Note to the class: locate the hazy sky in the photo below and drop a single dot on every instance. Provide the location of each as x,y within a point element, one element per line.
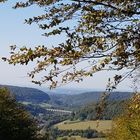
<point>14,31</point>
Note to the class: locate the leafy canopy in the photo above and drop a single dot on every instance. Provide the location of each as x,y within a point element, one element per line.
<point>99,35</point>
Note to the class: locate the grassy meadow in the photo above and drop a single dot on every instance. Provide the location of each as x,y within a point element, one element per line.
<point>79,138</point>
<point>102,125</point>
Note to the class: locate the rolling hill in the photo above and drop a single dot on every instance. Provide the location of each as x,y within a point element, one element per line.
<point>82,99</point>
<point>25,94</point>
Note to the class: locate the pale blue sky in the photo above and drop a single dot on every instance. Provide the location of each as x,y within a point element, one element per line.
<point>14,31</point>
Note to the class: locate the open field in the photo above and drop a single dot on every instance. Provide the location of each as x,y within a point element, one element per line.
<point>102,125</point>
<point>79,138</point>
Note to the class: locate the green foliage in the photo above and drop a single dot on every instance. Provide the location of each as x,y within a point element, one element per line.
<point>102,34</point>
<point>15,122</point>
<point>127,126</point>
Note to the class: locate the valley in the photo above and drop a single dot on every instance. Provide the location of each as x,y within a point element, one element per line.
<point>68,114</point>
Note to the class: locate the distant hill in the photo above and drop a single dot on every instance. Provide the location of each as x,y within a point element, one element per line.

• • • • •

Reproduce word for word the stretch of the records from their start through the line containing "<point>99,35</point>", with both ends included. Leave the pictures out of your answer.

_Written solution_.
Note to the class: locate the hazy sky in the photo below and drop a single dot on every instance. Provide the location of each as x,y within a point element, one element per line.
<point>14,31</point>
Note to the class: locate the leafy canopy in the photo above and drop a single dot on every instance. Provide the location of each as x,y within a point element, one element per line.
<point>99,35</point>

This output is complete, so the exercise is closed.